● **Selection**
Tears Can Help Remove The Veil

Simon Heathcote
Interfaith Now
Published in
5 min readMay 13, 2022
Photo by Ricardo Gomez Angel on Unsplash

‘In dark times, the eye begins to see.’ Roekthe

Greece beckons. Summer calls.

An entire pantheon of invisible gods stands on the shoreline of hundreds of islands that necklace the coasts of an ancient world.

They invite us to remembrance of our own immortality but, likely as not, we will shrug them off — that’s if we can hear them whisper of things long ago– or simply not notice them at all.

For behind everything on the convex side of life, all that lives above ground and draws the eye-line, are ten more things out of sight which most of us will never see.

The gifts of brokenness are many, perhaps the first is an uncanny perspicacity.

We should always travel toward our wounded-ness but we spend our lives scuttling in the opposite direction, filled with a terrible shame, handed to us by the people who should love us the most who in turn had it handed to them.

People in denial about how wounded they actually feel and suffering from the internalization of early injunctions to ‘pull themselves together’ by parents or caregivers equally cut off from their own emptiness are the norm, the spiritual deadwood that clogs, and finally strangles the culture.

Most of us have done such a good job of hiding our pain from ourselves — often behind a veneer of success or competence — that it seems there is either no way back to the Self or no need. This is mirrored in our disconnection from the earth.

● **Data records**

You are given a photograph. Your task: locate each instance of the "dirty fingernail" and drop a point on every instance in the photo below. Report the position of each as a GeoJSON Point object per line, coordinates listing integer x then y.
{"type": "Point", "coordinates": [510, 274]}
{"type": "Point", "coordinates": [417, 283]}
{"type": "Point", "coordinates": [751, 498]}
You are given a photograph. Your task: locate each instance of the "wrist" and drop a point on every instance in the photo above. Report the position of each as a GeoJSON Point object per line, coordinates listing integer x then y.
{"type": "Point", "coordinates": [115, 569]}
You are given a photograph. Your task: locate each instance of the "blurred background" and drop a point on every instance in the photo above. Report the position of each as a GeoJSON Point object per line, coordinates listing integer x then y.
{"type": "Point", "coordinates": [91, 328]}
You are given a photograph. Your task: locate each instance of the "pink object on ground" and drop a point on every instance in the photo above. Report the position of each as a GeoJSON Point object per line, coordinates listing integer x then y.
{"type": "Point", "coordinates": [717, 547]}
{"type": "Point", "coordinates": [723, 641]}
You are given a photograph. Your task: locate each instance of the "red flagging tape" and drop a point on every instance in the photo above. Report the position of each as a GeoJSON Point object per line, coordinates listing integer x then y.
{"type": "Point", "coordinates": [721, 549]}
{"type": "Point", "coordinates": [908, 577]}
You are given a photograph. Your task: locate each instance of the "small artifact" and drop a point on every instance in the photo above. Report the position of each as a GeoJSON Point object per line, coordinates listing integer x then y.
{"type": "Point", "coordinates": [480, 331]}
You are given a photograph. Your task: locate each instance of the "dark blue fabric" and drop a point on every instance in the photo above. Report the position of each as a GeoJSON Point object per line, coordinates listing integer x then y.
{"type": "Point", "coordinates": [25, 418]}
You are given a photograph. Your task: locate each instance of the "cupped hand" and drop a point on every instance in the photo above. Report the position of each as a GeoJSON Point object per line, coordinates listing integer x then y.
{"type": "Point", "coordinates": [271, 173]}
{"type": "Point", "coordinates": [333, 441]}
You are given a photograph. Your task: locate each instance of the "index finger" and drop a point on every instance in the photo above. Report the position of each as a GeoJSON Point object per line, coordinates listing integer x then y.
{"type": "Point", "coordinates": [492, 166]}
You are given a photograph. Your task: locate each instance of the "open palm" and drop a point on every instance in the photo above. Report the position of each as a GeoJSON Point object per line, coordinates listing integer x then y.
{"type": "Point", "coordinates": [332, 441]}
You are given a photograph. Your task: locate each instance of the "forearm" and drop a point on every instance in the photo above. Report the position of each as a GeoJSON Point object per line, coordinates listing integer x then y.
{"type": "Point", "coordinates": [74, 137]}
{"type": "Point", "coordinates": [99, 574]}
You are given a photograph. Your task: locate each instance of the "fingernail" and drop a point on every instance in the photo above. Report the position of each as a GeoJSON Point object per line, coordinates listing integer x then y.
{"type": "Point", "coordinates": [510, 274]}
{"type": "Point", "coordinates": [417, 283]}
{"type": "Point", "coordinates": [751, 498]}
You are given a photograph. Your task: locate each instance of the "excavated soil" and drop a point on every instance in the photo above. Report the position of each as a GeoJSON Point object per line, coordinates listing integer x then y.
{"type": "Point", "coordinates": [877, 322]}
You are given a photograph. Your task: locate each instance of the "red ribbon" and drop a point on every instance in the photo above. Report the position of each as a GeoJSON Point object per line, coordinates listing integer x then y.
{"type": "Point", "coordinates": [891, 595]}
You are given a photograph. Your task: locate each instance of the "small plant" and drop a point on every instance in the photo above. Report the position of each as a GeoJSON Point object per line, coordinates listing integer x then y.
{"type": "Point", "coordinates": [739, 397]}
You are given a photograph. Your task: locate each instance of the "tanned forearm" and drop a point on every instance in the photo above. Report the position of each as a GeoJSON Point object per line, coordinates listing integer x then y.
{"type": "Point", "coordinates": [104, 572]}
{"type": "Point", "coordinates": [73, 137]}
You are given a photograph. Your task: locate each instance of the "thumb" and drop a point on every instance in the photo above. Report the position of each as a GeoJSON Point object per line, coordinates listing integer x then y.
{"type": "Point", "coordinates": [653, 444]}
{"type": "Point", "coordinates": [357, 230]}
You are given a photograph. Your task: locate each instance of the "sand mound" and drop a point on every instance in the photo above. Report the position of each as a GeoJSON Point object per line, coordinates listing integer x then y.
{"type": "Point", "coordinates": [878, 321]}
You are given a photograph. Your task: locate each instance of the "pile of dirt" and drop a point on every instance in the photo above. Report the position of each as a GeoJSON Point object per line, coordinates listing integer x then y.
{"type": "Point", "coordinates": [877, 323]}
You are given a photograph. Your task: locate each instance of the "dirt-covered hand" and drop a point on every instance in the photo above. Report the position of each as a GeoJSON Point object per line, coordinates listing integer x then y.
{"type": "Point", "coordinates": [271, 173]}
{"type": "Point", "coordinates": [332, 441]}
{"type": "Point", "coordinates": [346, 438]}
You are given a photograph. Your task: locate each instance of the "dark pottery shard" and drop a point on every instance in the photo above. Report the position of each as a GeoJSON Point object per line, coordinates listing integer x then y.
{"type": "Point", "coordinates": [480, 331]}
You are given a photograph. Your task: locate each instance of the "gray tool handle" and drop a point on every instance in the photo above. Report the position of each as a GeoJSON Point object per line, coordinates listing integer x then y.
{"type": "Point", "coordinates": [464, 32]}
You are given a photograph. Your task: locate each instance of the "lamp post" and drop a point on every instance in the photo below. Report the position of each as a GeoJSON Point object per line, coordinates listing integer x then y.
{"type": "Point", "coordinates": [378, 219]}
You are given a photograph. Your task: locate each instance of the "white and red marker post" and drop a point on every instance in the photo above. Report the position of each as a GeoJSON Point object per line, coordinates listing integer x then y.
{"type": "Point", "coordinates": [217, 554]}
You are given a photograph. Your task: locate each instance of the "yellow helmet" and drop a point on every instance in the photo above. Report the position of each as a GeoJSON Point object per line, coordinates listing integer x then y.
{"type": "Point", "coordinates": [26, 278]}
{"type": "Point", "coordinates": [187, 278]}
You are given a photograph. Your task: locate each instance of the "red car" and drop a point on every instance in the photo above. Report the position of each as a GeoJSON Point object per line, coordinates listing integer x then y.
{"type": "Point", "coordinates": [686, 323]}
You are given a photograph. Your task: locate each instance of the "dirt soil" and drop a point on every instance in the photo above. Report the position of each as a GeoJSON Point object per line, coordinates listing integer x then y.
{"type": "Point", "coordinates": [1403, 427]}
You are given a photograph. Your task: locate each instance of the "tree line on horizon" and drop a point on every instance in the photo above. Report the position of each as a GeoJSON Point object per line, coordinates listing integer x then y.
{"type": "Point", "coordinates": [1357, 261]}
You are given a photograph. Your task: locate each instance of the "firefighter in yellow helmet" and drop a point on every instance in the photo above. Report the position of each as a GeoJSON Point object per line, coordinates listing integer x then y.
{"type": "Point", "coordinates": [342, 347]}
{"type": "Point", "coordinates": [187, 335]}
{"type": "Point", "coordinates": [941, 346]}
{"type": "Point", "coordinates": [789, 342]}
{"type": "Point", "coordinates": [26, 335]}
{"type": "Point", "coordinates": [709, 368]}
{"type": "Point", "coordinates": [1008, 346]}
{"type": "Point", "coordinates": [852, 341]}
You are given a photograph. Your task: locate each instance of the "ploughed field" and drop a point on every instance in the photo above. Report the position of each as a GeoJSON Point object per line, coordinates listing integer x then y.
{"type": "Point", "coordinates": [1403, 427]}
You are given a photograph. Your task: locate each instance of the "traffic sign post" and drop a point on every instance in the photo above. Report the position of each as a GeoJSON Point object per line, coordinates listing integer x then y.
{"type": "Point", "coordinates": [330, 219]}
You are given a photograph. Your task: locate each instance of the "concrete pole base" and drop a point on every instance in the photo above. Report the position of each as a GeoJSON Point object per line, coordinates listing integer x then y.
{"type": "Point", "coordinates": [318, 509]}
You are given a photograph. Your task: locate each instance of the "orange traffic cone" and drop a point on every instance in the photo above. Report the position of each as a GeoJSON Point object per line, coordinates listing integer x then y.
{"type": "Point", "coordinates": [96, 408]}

● **Request**
Rewrite the stretch of the essay from "An entire pantheon" through "an uncanny perspicacity.", replacing "invisible" with "unseen".

● **Response**
An entire pantheon of unseen gods stands on the shoreline of hundreds of islands that necklace the coasts of an ancient world.

They invite us to remembrance of our own immortality but, likely as not, we will shrug them off — that’s if we can hear them whisper of things long ago– or simply not notice them at all.

For behind everything on the convex side of life, all that lives above ground and draws the eye-line, are ten more things out of sight which most of us will never see.

The gifts of brokenness are many, perhaps the first is an uncanny perspicacity.